*To be done*. Please reproduce each of the following entries word for word.

*Data provided*.
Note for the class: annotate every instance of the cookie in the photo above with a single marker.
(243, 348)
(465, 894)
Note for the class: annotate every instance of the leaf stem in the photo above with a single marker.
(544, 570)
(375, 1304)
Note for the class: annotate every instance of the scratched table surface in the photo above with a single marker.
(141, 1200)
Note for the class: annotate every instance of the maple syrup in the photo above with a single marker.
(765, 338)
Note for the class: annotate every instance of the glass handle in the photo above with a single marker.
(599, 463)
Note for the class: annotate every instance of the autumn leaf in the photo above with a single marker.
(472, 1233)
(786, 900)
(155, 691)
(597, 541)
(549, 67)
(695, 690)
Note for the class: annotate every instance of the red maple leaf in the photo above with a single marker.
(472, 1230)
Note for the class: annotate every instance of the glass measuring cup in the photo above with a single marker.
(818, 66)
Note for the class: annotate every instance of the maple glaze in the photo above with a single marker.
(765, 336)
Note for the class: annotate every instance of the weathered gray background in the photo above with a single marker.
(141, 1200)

*Result of this exercise*.
Note for the class: annotate every instance of the cookie in the photo above with a single marker.
(243, 348)
(465, 894)
Note for the class: annotate every instance of the leaf stem in the photo above with a single marker.
(544, 570)
(375, 1304)
Note for the class: annotate every instance of the scratched table surface in the photo above with a single marker.
(141, 1200)
Note for the class: annotate every instance of the maple syrup in the photo above with a single marker.
(765, 338)
Note for the class: annotate every instance of the glass handle in the photo above with a single marker.
(599, 463)
Note for the class: annotate every instance of the autumn leaf in the photo above with a single marker.
(472, 1233)
(786, 900)
(155, 691)
(597, 541)
(549, 67)
(695, 690)
Note for the class: annotate every instance of the red maple leaf in the photo above with a single marker.
(472, 1230)
Note for the class: annotate every instance of the glass measuring cup in the photo above with a single marker.
(818, 66)
Note for the class: annotate every instance of the maple glaze in the photo above with a single marker.
(765, 336)
Note for the class: annotate every instance of the weathered gray background in the photo above with a single marker.
(141, 1200)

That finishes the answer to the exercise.